▶ [Provided information]:
--------

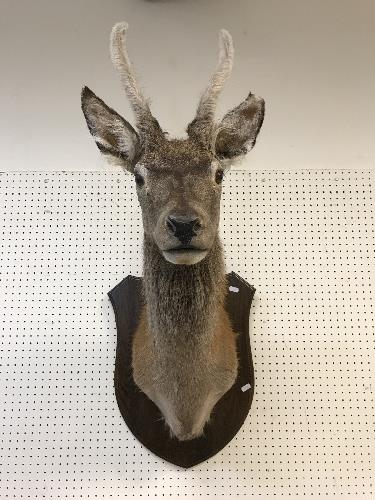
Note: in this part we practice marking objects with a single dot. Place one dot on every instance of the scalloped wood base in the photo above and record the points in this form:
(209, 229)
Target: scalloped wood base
(144, 418)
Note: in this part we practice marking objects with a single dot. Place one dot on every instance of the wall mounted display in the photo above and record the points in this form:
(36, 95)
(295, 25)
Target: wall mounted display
(184, 379)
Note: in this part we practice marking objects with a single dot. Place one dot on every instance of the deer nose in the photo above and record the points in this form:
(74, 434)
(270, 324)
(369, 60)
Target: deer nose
(183, 228)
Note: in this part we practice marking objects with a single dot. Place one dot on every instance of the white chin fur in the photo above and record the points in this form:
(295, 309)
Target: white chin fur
(186, 258)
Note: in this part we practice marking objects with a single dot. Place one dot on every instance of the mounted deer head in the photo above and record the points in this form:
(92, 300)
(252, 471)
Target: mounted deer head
(178, 180)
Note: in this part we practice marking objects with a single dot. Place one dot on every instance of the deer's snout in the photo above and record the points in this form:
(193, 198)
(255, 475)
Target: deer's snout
(183, 228)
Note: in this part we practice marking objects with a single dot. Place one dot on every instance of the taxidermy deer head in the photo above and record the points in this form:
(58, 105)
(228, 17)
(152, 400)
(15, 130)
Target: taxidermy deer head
(178, 180)
(184, 350)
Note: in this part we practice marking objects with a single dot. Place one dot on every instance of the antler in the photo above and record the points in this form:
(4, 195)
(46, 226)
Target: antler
(203, 121)
(120, 60)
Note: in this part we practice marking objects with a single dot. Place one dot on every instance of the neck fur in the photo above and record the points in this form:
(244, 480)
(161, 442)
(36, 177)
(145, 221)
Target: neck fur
(183, 302)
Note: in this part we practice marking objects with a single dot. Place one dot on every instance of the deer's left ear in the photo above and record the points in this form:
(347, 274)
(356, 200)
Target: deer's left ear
(239, 128)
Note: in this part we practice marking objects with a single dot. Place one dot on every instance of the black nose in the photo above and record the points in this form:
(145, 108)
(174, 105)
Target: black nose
(183, 228)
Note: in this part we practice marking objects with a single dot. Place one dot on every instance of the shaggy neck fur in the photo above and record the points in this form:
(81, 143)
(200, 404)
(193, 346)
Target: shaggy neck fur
(183, 303)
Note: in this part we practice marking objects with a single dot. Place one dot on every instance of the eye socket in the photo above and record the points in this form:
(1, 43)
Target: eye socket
(219, 176)
(139, 180)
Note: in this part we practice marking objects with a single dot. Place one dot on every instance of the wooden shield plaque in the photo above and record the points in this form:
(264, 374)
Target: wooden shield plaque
(143, 417)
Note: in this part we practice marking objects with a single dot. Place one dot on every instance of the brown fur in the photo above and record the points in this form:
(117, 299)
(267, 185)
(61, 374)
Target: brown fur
(184, 355)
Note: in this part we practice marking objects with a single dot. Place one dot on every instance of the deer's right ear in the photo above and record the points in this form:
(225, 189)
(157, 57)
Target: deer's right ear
(114, 136)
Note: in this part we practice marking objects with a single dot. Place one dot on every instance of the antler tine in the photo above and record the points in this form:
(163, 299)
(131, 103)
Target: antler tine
(121, 62)
(208, 101)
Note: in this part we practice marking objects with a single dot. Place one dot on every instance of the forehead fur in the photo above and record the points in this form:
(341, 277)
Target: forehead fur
(183, 154)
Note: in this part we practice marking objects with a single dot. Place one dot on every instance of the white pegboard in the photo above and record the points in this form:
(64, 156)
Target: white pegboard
(304, 239)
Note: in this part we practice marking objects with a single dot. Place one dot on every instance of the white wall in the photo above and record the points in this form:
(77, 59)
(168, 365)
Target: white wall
(313, 62)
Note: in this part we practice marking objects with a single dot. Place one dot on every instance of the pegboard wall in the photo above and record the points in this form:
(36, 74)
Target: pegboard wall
(304, 239)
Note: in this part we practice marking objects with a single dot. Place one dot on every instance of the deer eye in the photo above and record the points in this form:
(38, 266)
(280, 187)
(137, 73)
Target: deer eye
(219, 176)
(139, 180)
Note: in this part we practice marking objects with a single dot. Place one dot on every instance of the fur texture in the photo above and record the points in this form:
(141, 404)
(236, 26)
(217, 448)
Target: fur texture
(184, 355)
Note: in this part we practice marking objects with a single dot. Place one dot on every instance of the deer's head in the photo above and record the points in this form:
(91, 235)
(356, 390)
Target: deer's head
(178, 180)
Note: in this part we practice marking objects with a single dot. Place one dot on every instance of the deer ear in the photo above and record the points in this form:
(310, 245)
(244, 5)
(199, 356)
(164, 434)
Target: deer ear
(114, 136)
(239, 128)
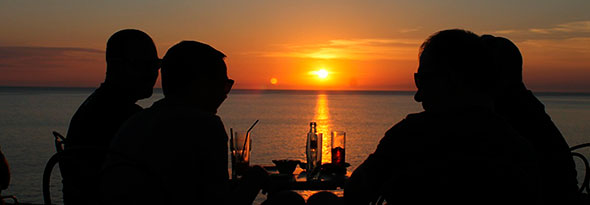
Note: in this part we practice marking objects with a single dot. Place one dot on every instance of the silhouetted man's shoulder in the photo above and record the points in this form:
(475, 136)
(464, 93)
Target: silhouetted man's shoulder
(526, 114)
(180, 149)
(100, 116)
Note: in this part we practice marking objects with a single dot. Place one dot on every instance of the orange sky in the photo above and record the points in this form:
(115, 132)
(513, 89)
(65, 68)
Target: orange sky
(364, 45)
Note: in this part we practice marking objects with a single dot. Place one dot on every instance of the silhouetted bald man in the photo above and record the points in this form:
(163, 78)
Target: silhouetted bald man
(526, 114)
(132, 70)
(458, 151)
(176, 152)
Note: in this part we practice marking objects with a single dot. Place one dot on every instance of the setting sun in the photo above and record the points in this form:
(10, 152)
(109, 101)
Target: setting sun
(321, 73)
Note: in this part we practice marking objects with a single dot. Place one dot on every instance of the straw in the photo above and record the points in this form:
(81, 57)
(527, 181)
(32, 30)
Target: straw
(247, 136)
(231, 139)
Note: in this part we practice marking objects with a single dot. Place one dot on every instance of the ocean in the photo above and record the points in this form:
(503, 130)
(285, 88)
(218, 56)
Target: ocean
(29, 115)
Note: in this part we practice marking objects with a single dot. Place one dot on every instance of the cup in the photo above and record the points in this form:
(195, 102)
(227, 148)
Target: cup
(240, 147)
(338, 148)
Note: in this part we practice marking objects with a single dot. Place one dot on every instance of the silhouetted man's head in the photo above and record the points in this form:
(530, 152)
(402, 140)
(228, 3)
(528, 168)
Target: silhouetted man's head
(506, 61)
(196, 72)
(132, 63)
(452, 70)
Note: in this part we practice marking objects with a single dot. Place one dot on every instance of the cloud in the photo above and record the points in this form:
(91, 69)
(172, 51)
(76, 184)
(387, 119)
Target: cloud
(571, 27)
(38, 66)
(564, 30)
(354, 49)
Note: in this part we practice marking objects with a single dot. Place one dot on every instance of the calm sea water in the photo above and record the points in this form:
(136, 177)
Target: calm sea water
(28, 115)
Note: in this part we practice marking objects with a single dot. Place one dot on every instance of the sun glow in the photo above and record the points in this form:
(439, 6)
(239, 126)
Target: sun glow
(321, 73)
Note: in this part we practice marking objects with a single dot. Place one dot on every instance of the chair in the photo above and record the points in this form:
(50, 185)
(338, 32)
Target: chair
(59, 156)
(59, 143)
(585, 185)
(5, 179)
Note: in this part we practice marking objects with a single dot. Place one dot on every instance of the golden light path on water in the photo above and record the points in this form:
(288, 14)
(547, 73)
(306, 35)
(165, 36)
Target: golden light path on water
(322, 118)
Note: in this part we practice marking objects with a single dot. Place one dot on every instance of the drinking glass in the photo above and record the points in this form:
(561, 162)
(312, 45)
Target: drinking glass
(338, 148)
(240, 146)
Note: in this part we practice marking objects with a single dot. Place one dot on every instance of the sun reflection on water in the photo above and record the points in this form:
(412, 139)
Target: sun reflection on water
(322, 118)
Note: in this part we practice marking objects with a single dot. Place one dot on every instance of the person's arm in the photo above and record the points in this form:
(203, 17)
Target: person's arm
(367, 181)
(249, 186)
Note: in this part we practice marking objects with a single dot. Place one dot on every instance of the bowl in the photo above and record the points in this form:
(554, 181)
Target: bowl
(286, 166)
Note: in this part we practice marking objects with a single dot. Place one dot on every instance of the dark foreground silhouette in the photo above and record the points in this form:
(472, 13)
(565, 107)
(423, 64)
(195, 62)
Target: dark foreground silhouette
(458, 151)
(132, 70)
(175, 152)
(526, 114)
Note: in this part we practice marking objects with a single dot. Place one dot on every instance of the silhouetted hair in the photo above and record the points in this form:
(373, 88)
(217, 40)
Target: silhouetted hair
(462, 53)
(190, 61)
(285, 197)
(505, 57)
(323, 198)
(126, 44)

--------

▶ [Problem statement]:
Copy the lines word for word, starting at the line that contains "of the dark" and ending at the last line of the records, with both ends included.

▶ [Complete response]:
Note: in this part we practice marking objects with a single dot. Place one dot on every instance of the dark foreground silhouette in the photo above and record the points in this form:
(472, 13)
(565, 107)
(423, 64)
(195, 62)
Target: dark foreground silhouette
(458, 151)
(132, 70)
(175, 152)
(526, 114)
Note: in this part we practice marking objects with a single dot. Place one dot on every instance of the silhouetted hair in the photo above and record the points in this form:
(373, 88)
(217, 40)
Target: silhouetted hair
(462, 53)
(190, 61)
(285, 197)
(505, 57)
(323, 198)
(126, 44)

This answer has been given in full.